Work instructions -
Add 102 to every number in the coordinate answers, then write out all of the lines below again with that change and leave the pictures out.
— Begin Entries —
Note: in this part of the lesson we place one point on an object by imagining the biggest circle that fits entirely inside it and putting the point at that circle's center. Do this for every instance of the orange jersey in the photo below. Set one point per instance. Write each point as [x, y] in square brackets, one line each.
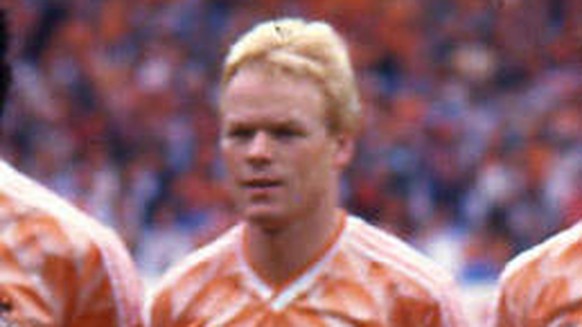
[58, 267]
[543, 286]
[365, 278]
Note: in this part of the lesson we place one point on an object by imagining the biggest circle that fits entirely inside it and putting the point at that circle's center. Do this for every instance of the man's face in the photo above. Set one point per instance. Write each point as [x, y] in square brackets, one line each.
— End Entries —
Expected output -
Note: in this part of the lesson we place one point on an object by imagining the biggest circle that fits entirely inside it and putting the point at that circle's center. Do this for every instance of the orange jersey in the photo below. Set one point per instance. Write each point as [x, y] in square brackets, one line each.
[160, 369]
[645, 388]
[467, 380]
Note: in this part of the lesson we place one point on an object by imagining the biggest circle that fits entirely inside it and putting the point at that circle's center. Do this for every instance of the man's face in the photo above. Set one point per instance. Write each point as [x, y] in square brackets, one line each.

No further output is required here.